*THE TASK:* Starting at the first line and ending after the line containing "[[[111,146],[110,148],[110,159],[114,158],[114,146]]]", give the lines again with "stone column" updated to "stone pillar" and nothing else changed.

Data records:
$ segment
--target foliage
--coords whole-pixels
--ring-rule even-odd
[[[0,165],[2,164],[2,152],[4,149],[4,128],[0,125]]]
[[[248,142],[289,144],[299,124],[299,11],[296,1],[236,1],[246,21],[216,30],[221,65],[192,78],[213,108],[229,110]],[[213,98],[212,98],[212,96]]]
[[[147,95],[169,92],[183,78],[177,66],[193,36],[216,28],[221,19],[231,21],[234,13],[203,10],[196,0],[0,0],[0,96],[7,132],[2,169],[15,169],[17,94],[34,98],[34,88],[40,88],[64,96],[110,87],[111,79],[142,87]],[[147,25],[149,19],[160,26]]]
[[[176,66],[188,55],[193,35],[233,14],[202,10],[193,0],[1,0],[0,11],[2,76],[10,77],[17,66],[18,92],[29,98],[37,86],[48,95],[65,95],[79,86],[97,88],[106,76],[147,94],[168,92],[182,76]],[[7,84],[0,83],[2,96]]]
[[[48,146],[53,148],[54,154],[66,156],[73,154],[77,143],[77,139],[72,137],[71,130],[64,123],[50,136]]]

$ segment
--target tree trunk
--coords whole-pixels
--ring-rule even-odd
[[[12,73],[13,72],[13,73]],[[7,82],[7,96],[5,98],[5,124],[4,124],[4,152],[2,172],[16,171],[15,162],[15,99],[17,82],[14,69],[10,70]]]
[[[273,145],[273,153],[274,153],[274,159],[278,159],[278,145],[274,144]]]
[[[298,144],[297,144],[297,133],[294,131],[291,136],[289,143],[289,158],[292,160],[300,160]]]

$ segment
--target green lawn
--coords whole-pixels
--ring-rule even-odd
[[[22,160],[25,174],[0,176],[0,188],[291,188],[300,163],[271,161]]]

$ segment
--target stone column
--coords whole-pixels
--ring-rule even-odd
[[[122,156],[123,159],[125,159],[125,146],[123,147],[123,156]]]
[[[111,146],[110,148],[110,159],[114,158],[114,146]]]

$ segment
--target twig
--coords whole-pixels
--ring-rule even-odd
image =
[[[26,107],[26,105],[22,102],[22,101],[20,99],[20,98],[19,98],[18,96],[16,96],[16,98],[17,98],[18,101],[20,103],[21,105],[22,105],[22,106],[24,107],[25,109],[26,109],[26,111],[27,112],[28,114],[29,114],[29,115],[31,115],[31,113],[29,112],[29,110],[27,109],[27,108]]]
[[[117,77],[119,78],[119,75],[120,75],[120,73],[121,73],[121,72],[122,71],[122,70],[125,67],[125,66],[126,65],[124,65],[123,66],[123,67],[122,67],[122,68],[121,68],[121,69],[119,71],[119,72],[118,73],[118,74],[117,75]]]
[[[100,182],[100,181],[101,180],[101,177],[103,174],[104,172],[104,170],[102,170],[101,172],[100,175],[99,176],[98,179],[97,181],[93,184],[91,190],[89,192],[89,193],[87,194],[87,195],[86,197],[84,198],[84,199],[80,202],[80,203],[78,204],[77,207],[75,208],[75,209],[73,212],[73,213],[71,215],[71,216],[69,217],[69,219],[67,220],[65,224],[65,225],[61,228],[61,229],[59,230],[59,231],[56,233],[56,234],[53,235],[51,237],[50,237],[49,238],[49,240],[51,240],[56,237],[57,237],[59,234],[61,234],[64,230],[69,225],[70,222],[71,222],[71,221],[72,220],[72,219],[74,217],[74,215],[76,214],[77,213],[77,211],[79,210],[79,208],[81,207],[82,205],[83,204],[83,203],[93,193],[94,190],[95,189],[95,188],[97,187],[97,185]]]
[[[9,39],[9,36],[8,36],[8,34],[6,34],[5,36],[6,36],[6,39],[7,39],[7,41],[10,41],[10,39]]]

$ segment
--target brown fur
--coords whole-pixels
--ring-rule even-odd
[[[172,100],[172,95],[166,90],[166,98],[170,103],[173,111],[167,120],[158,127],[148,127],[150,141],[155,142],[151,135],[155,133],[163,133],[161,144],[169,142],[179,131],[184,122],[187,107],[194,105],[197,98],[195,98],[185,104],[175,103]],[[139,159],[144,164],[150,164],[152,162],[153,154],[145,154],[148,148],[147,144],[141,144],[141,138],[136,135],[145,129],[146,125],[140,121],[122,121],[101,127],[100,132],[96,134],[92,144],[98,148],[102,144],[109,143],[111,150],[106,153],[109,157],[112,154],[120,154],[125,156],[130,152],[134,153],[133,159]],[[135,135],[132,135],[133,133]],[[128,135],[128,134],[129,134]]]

*OUTPUT BELOW:*
$ segment
--target foliage
--coords whole-pixels
--ring-rule even-odd
[[[0,165],[2,164],[2,152],[4,149],[4,128],[0,125]]]
[[[248,142],[289,144],[299,124],[299,11],[296,1],[236,1],[246,21],[216,30],[221,65],[192,78],[213,108],[229,110]],[[213,98],[212,98],[212,96]]]
[[[147,95],[169,92],[183,78],[177,66],[193,36],[216,28],[221,19],[231,21],[234,13],[203,10],[196,0],[0,0],[0,96],[7,132],[2,169],[15,169],[17,94],[34,98],[34,88],[40,88],[64,96],[110,87],[111,79],[142,87]],[[147,25],[149,19],[160,26]]]
[[[176,66],[188,55],[193,35],[233,14],[202,10],[193,0],[1,0],[0,11],[2,76],[10,77],[17,66],[18,92],[29,98],[37,86],[48,95],[65,95],[79,86],[97,88],[106,76],[147,94],[168,92],[182,76]],[[7,84],[0,83],[2,96]]]
[[[48,146],[53,148],[54,154],[66,156],[73,154],[77,143],[77,139],[72,137],[71,130],[64,123],[50,136]]]

$ segment
--target tree trunk
--coords whole-pixels
--ring-rule even-odd
[[[12,73],[13,72],[13,73]],[[7,82],[7,96],[5,98],[5,124],[4,124],[4,152],[2,172],[16,171],[15,162],[15,99],[17,82],[14,69],[10,70]]]
[[[273,145],[273,153],[274,153],[274,159],[278,159],[278,145],[274,144]]]
[[[298,144],[297,144],[297,133],[294,131],[291,136],[289,143],[289,158],[292,160],[300,160]]]

$ segment
--target green lawn
--coords whole-pixels
--ring-rule even-odd
[[[22,160],[25,174],[0,176],[0,188],[291,188],[300,163],[271,161]]]

$ segment
--target stone pillar
--coords whole-pixels
--ring-rule even-odd
[[[122,156],[123,159],[125,159],[125,146],[123,147],[123,156]]]
[[[111,146],[110,148],[110,159],[114,158],[114,146]]]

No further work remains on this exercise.